WHAT NEEDS TO BE DONE: Every record needs to come back as written, except for the pictures.

GIVEN ENTRIES:
* * * * * * * * *

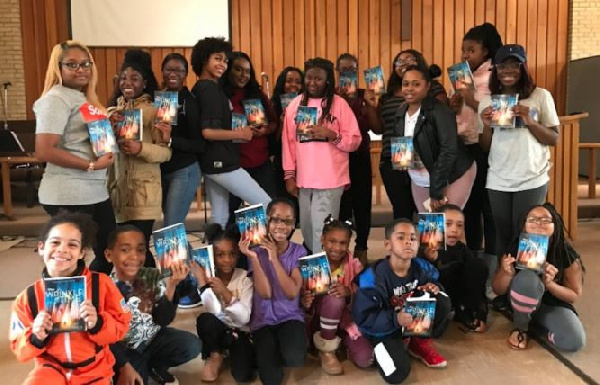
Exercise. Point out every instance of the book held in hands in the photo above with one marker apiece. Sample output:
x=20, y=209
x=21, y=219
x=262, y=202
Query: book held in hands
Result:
x=166, y=103
x=63, y=298
x=502, y=113
x=533, y=249
x=131, y=127
x=432, y=229
x=422, y=310
x=316, y=273
x=252, y=223
x=170, y=245
x=255, y=112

* * * * * * * * *

TASK OUTPUT:
Exercise. Point out every instance of the book held in hands in the photo above with one marker apiece. Sample output:
x=20, y=209
x=21, y=219
x=262, y=202
Query: book held in hands
Result:
x=166, y=103
x=63, y=298
x=502, y=113
x=533, y=249
x=131, y=127
x=432, y=229
x=422, y=310
x=316, y=273
x=252, y=223
x=170, y=245
x=255, y=112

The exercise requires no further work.